Print the full listing exactly.

» **Data shown**
▬▬▬▬▬▬▬▬▬▬

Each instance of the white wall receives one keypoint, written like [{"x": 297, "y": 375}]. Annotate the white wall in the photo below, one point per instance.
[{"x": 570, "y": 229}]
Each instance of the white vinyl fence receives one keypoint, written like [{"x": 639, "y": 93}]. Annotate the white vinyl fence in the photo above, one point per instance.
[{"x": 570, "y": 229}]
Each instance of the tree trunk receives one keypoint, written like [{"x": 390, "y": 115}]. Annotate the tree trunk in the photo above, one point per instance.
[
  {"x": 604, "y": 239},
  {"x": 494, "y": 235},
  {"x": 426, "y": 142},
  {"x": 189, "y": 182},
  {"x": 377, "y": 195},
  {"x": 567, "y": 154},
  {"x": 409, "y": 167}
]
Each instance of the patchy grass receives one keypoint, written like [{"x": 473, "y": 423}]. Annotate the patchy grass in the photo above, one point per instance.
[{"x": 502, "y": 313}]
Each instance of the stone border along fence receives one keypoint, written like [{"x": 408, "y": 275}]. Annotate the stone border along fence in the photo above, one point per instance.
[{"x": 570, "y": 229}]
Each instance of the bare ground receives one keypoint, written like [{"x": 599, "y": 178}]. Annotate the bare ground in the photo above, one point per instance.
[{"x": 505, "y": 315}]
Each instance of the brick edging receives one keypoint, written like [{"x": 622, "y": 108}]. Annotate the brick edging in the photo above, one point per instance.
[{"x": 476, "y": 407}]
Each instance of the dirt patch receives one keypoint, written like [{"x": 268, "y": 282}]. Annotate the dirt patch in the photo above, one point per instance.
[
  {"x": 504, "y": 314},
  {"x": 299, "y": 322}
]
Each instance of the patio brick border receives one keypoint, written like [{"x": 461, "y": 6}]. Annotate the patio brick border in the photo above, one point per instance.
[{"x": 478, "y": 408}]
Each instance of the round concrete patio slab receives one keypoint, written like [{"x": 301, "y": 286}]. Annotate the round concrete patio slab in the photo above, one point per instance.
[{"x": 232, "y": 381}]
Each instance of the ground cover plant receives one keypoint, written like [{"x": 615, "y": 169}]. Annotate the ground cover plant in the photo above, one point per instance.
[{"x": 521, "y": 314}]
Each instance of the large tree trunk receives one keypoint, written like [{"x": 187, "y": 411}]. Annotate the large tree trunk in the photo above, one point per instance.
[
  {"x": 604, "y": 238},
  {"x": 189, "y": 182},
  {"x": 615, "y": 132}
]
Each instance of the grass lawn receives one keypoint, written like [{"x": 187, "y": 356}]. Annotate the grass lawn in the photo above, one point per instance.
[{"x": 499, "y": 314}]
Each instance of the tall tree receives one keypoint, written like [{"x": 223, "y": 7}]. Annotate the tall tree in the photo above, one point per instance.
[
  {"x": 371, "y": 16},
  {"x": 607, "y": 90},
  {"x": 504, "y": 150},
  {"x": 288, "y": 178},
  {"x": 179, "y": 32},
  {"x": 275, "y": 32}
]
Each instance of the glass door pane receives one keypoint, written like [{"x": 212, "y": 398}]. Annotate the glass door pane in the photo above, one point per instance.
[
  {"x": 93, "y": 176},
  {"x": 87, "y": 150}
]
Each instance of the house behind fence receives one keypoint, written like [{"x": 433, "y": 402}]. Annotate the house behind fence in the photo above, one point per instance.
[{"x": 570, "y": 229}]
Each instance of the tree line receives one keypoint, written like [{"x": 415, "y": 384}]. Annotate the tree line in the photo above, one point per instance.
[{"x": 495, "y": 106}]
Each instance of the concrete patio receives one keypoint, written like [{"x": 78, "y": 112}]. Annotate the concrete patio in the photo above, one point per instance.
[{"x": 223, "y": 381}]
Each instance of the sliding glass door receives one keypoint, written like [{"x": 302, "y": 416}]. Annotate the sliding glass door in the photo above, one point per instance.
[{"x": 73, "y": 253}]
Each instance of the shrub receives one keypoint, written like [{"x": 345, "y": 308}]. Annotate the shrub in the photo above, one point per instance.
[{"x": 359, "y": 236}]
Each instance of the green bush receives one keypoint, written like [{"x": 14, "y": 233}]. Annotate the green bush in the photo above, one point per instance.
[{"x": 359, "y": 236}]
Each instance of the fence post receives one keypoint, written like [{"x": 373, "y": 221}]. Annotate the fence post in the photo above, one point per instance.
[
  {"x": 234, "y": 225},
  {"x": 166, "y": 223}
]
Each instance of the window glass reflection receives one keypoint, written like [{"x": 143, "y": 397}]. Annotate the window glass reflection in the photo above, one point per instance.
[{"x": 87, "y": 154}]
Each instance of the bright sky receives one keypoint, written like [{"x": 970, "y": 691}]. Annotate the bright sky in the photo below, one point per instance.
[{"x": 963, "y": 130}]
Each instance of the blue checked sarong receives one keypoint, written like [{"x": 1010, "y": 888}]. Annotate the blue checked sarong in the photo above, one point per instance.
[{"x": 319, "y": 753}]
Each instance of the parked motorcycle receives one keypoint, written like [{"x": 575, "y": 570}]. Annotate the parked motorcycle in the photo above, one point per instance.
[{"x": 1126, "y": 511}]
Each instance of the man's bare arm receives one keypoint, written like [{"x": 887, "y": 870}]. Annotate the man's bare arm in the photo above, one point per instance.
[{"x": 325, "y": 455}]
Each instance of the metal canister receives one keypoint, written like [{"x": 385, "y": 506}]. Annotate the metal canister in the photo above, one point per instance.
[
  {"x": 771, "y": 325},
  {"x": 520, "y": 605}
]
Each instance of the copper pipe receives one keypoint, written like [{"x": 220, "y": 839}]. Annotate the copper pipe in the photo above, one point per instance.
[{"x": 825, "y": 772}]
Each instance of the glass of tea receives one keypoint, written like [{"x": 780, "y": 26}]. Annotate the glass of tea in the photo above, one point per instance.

▬▬▬▬▬▬▬▬▬▬

» **The answer**
Each instance of the white wall receives one keypoint, written like [{"x": 297, "y": 375}]. Annotate the white wall in the photo below, one point per instance.
[{"x": 570, "y": 229}]
Each instance of the white vinyl fence receives one keypoint, written like [{"x": 639, "y": 93}]. Annotate the white vinyl fence in the photo above, one point per instance.
[{"x": 570, "y": 229}]
Each instance of the tree trunk receives one keypoint, written like [{"x": 390, "y": 115}]. Annotate the tree trunk in the photo above, one point per instance.
[
  {"x": 604, "y": 239},
  {"x": 494, "y": 235},
  {"x": 426, "y": 142},
  {"x": 189, "y": 182},
  {"x": 377, "y": 195},
  {"x": 567, "y": 154},
  {"x": 409, "y": 167}
]
Each instance of the patchy grass receives one keypoint, written like [{"x": 473, "y": 423}]. Annotate the patchy grass in the photo above, one point per instance.
[{"x": 502, "y": 313}]
Each instance of the stone border along fence receives one keypoint, written like [{"x": 408, "y": 275}]. Annotate the stone border along fence in the photo above, one point per instance.
[{"x": 570, "y": 229}]
Each instance of the bare ground receives one keypoint, written like [{"x": 599, "y": 178}]. Annotate the bare ground in the photo above, one point per instance.
[{"x": 505, "y": 315}]
Each instance of the brick edging receives one keypoint, written like [{"x": 622, "y": 108}]. Annotate the brick edging in the photo above, one point per instance.
[{"x": 476, "y": 407}]
Each instance of the dirt patch receives one keypoint, written like [{"x": 268, "y": 282}]. Annotate the dirt patch in the photo above, one point per instance.
[
  {"x": 504, "y": 314},
  {"x": 299, "y": 322}
]
Each instance of the patio brick border receives one keypoint, written like [{"x": 461, "y": 6}]. Annotate the patio brick border in the photo above, one point per instance.
[{"x": 478, "y": 408}]
Each instance of the round concrete patio slab receives one keypoint, written like [{"x": 301, "y": 286}]. Annotate the round concrete patio slab in the photo above, one point per instance.
[{"x": 232, "y": 381}]
Each instance of the ground cover plant receives one keypoint, written like [{"x": 615, "y": 169}]. Annotate the ground cover plant in the photo above, one point per instance.
[{"x": 521, "y": 314}]
Each instance of the large tree trunk receives one keypoint, written like [{"x": 187, "y": 411}]. Annotate the large tree trunk in the photo above, one point per instance.
[
  {"x": 604, "y": 238},
  {"x": 189, "y": 182},
  {"x": 615, "y": 132}
]
Each instance of the grass lawn receives one keypoint, written like [{"x": 187, "y": 356}]. Annotate the grass lawn in the photo above, one point per instance.
[{"x": 499, "y": 314}]
Each instance of the tall tree receives one keypoint, written like [{"x": 223, "y": 7}]. Annotate the tall tree in the photo above, one point per instance.
[
  {"x": 371, "y": 16},
  {"x": 607, "y": 90},
  {"x": 504, "y": 150},
  {"x": 288, "y": 178},
  {"x": 179, "y": 32},
  {"x": 275, "y": 32}
]
Each instance of the glass door pane receives one keypoint, written like [{"x": 212, "y": 398}]. Annotate the glass door pane in the photo above, one point per instance.
[
  {"x": 93, "y": 176},
  {"x": 87, "y": 150}
]
Each instance of the house behind fence receives one keypoint, written like [{"x": 433, "y": 402}]. Annotate the house behind fence in the photo above, one point per instance.
[{"x": 570, "y": 229}]
Each instance of the tree line receives one keypoint, written like [{"x": 415, "y": 384}]. Annotate the tree line in the photo above, one point per instance.
[{"x": 495, "y": 106}]
Each instance of the concrete patio receives one keypoint, written like [{"x": 78, "y": 112}]. Annotate the concrete patio in the photo above, one point per instance.
[{"x": 223, "y": 381}]
Each instance of the sliding glass door receives one keypoint, written like [{"x": 302, "y": 416}]. Annotate the sliding glass door in the photo above, one point per instance.
[{"x": 73, "y": 253}]
Each instance of the shrub receives one keypoint, written like [{"x": 345, "y": 308}]. Annotate the shrub in the photo above, one point per instance.
[{"x": 359, "y": 236}]
Each instance of the green bush receives one keypoint, written like [{"x": 14, "y": 233}]. Annotate the green bush in the photo above, one point per instance.
[{"x": 359, "y": 236}]
Each instance of the fence post receives one keypoint, written like [{"x": 373, "y": 221}]. Annotate the fence post in the photo above, one point per instance.
[
  {"x": 234, "y": 225},
  {"x": 166, "y": 223}
]
Each instance of the window glass reflection receives one keypoint, written like [{"x": 143, "y": 397}]. Annotate the window glass reflection in the photo above, one point per instance.
[{"x": 87, "y": 154}]
Each instance of the bright sky receives one keypoint, written like [{"x": 970, "y": 691}]. Annotate the bright sky in the photo below, one point per instance.
[{"x": 963, "y": 130}]
Each instance of the blue checked sarong receives one keypoint, written like [{"x": 1010, "y": 888}]. Annotate the blue checked sarong in the photo above, one point per instance.
[{"x": 319, "y": 753}]
Each instance of the parked motorcycle receives one keypoint, written like [{"x": 575, "y": 570}]. Annotate the parked motorcycle in the photo above, one point per instance.
[{"x": 1126, "y": 511}]
Each instance of the man's bare arm receives one keypoint, written like [{"x": 887, "y": 870}]. Annotate the man's bare arm in the photo above, one point per instance.
[{"x": 325, "y": 455}]
Each instance of the metal canister receives one keypoint, written like [{"x": 385, "y": 506}]. Annotate the metal canister in the photo above, one point per instance.
[
  {"x": 771, "y": 325},
  {"x": 520, "y": 605}
]
Each instance of the copper pipe receives one keypoint, written like [{"x": 220, "y": 839}]. Annotate the copper pipe in the photo above, one point per instance.
[{"x": 825, "y": 772}]
Each instance of the glass of tea receives one keypoint, written like [{"x": 780, "y": 26}]. Annotate the glass of tea in the photo above, one point per instance.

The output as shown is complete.